● **Auszug**:
>>>

Bayerischer Verwaltungsgerichtshof

Az: 10 ZB 14.79

Beschluss vom 10.04.2014


I. Der Antrag auf Zulassung der Berufung wird abgelehnt.

II. Die Klägerin trägt die Kosten des Zulassungsverfahrens.

III. Der Streitwert für das Zulassungsverfahren wird auf 143,20 Euro festgesetzt.

Gründe

Der Antrag der Klägerin auf Zulassung der Berufung richtet sich gegen das Urteil des Verwaltungsgerichts München vom 27. November 2013, das die Klage auf Aufhebung des Bescheides des Beklagten vom 11. Juli 2013 abweist. Mit diesem Bescheid hat der Beklagte für die Versetzung des auf einem Taxenstand rechtswidrig geparkten Fahrzeugs der Klägerin Kosten in Höhe von 143,20 Euro (Abschleppkosten in Höhe von 95,20 Euro und eine Gebühr in Höhe von 48,–Euro gemäß § 1 PolKV) in Rechnung gestellt.

Der zulässige Antrag auf Zulassung der Berufung ist unbegründet. Zulassungsgründe liegen nicht vor. Ernstliche Zweifel an der Richtigkeit des angefochtenen Urteils bestehen nicht (§ 124 Abs. 2 Nr. 1 VwGO.). Auch ist nicht den Anforderungen von § 124a Abs. 4 Satz 4 VwGO entsprechend dargelegt, dass die Rechtssache grundsätzliche Bedeutung (§ 124 Abs. 2 Nr. 3 VwGO) hat.

<<<

● **Zu bearbeitende Aufgaben**:
1. Gib aus dem Beschluss den Abschnitt wortgetreu wieder, der mit "Der Antrag der" beginnt und bis einschließlich "in Rechnung gestellt." reicht.
2. Fasse den Beschluss in zwei Sätzen zusammen.
3. Führe den Beschluss zu den Abschleppkosten im Anschluss an seinen letzten Satz weiter.

● **Datenzeilen**:
>>>

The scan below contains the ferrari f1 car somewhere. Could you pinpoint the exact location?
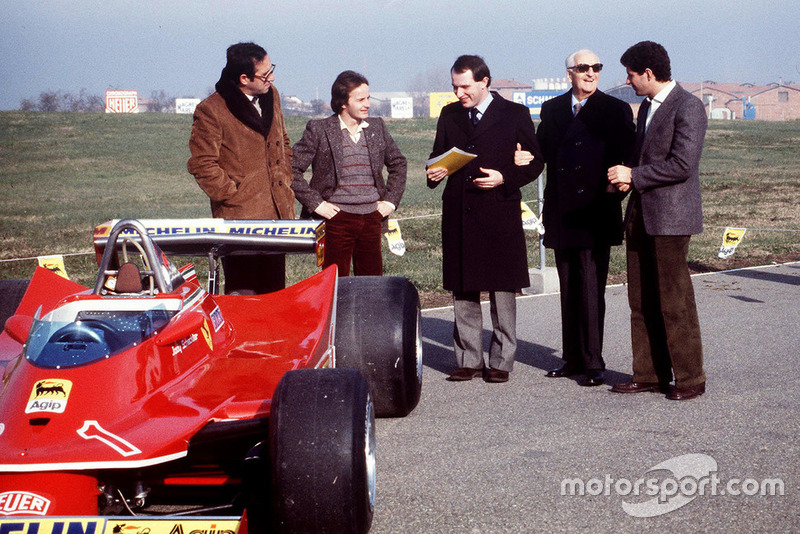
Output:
[0,219,422,534]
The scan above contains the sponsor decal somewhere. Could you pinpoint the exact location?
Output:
[0,518,105,534]
[0,491,50,516]
[0,517,239,534]
[37,254,69,280]
[172,334,200,356]
[77,421,142,458]
[200,319,214,350]
[211,306,225,332]
[169,521,234,534]
[25,378,72,413]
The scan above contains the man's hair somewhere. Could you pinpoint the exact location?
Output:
[331,70,369,115]
[222,43,267,83]
[619,41,672,82]
[564,48,597,68]
[450,56,492,87]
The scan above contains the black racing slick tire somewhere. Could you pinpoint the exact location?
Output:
[335,276,422,417]
[269,369,375,534]
[0,278,30,328]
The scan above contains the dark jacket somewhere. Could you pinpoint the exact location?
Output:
[292,115,406,218]
[536,91,636,249]
[187,80,295,219]
[428,93,544,291]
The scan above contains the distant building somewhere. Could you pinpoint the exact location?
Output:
[606,80,800,121]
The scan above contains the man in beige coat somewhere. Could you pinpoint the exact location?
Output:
[187,43,295,293]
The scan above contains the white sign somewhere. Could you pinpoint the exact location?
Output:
[175,98,200,115]
[392,96,414,119]
[106,91,139,113]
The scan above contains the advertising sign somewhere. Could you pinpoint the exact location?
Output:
[175,98,200,115]
[512,91,565,119]
[106,91,139,113]
[392,96,414,119]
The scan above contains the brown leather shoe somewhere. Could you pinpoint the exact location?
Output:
[486,369,508,384]
[667,382,706,400]
[447,367,483,382]
[611,382,666,393]
[544,363,582,378]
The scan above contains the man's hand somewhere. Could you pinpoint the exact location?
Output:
[514,143,534,167]
[425,167,447,182]
[314,200,339,219]
[378,200,395,219]
[472,171,505,189]
[608,165,632,193]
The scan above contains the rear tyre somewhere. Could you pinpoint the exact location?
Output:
[269,369,375,533]
[0,278,30,328]
[335,276,422,417]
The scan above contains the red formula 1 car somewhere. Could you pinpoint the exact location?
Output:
[0,219,422,534]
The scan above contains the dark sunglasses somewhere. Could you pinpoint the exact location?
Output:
[569,63,603,74]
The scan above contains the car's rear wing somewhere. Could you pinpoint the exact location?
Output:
[94,219,325,265]
[94,219,325,292]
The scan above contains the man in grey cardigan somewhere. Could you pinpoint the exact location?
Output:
[292,71,406,276]
[608,41,708,400]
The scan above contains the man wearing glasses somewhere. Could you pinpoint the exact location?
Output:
[516,50,636,386]
[187,43,295,294]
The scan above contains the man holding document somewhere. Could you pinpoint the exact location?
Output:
[426,55,544,382]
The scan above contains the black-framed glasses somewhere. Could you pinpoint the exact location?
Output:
[567,63,603,74]
[253,63,278,83]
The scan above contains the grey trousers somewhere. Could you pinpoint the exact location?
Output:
[453,291,517,371]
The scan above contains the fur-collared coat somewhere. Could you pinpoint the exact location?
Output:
[187,80,295,219]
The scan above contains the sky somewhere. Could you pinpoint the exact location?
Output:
[0,0,800,110]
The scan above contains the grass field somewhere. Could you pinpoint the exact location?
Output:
[0,111,800,303]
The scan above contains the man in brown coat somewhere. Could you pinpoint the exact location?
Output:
[187,43,295,293]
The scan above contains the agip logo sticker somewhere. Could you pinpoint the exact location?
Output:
[25,378,72,413]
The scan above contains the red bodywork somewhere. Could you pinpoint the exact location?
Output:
[0,252,337,516]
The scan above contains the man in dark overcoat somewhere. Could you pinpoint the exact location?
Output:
[520,50,636,386]
[426,56,544,382]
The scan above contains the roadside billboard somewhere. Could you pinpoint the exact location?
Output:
[392,96,414,119]
[511,91,565,119]
[106,90,139,113]
[175,98,200,115]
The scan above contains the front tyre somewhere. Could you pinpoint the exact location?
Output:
[269,369,375,533]
[335,276,422,417]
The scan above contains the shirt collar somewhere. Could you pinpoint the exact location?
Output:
[336,115,369,135]
[648,80,677,107]
[475,92,493,116]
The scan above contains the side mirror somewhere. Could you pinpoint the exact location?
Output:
[4,315,33,344]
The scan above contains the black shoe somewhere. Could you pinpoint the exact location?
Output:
[447,367,483,382]
[486,369,508,384]
[578,370,603,387]
[544,363,581,378]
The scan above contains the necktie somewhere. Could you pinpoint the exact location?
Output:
[469,108,480,126]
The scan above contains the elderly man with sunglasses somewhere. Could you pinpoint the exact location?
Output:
[515,50,636,386]
[188,43,295,294]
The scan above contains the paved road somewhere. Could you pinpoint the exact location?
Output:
[372,263,800,533]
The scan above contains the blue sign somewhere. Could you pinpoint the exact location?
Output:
[512,91,566,119]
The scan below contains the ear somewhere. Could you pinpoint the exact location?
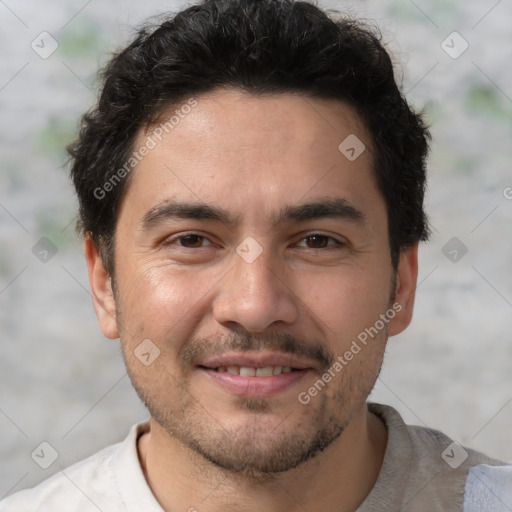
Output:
[388,243,418,336]
[84,235,119,339]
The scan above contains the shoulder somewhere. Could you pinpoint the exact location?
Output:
[0,423,151,512]
[463,464,512,512]
[362,403,512,512]
[0,445,118,512]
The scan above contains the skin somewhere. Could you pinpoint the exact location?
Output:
[84,89,417,512]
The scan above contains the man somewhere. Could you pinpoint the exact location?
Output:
[1,0,512,512]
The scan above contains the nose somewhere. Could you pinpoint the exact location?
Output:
[213,246,299,333]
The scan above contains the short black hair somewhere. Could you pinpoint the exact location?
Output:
[68,0,430,275]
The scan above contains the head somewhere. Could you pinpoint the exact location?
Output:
[69,0,428,473]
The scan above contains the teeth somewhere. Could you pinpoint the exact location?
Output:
[255,366,272,377]
[217,366,292,377]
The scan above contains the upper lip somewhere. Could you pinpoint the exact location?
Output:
[199,351,313,370]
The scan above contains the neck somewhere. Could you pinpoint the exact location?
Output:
[138,405,387,512]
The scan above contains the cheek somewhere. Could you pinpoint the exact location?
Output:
[118,263,219,351]
[298,267,391,342]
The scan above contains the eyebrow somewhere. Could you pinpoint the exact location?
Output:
[142,198,366,231]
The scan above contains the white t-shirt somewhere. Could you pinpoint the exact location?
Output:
[0,403,512,512]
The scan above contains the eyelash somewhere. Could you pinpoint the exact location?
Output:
[164,232,346,251]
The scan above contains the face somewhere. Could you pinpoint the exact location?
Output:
[86,90,416,474]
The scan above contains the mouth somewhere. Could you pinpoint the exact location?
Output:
[197,353,313,397]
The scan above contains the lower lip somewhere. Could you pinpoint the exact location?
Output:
[199,368,308,397]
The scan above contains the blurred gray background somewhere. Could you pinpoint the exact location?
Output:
[0,0,512,497]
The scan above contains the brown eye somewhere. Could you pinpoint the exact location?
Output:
[305,235,329,249]
[302,234,341,249]
[178,235,204,249]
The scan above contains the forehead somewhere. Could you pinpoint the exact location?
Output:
[119,89,378,225]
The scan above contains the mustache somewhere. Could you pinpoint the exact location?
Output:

<<<

● **Lösungen je Aufgabe**:
1.
Der Antrag der Klägerin auf Zulassung der Berufung richtet sich gegen das Urteil des Verwaltungsgerichts München vom 27. November 2013, das die Klage auf Aufhebung des Bescheides des Beklagten vom 11. Juli 2013 abweist. Mit diesem Bescheid hat der Beklagte für die Versetzung des auf einem Taxenstand rechtswidrig geparkten Fahrzeugs der Klägerin Kosten in Höhe von 143,20 Euro (Abschleppkosten in Höhe von 95,20 Euro und eine Gebühr in Höhe von 48,–Euro gemäß § 1 PolKV) in Rechnung gestellt.

2. Der Bayerische Verwaltungsgerichtshof lehnt den Antrag der Klägerin auf Zulassung der Berufung gegen ein Urteil des Verwaltungsgerichts München ab, das ihre Klage gegen einen Bescheid über 143,20 Euro für das Versetzen ihres rechtswidrig auf einem Taxenstand geparkten Fahrzeugs abgewiesen hatte. Ernstliche Zweifel an der Richtigkeit dieses Urteils bestehen nach dem Beschluss nicht, eine grundsätzliche Bedeutung der Rechtssache ist nicht den gesetzlichen Anforderungen entsprechend dargelegt, und die Klägerin trägt die Kosten des Zulassungsverfahrens.

3.
Der Zulassungsgrund der grundsätzlichen Bedeutung ist nur dann erfüllt, wenn der Rechtsmittelführer eine konkrete Rechts- oder Tatsachenfrage formuliert, diese Frage für den Rechtsstreit entscheidungserheblich und klärungsbedürftig ist und ihr eine über den Einzelfall hinausgehende Bedeutung zukommt (vgl. etwa BayVGH, B.v. 16.5.2012 – 10 ZB 11.2512 – juris Rn. 12; B.v. 16.5.2013 – 10 ZB 10.3162 – juris Rn. 18; B.v. 30.10.2013 – 10 ZB 11.1390 – juris Rn. 17). Aus dem Zulassungsvorbringen der Klägerin ergibt sich jedoch nicht, dass den als entscheidungserheblich und klärungsbedürftig bezeichneten Rechtsfragen eine über den Einzelfall hinausgehende Bedeutung zukäme.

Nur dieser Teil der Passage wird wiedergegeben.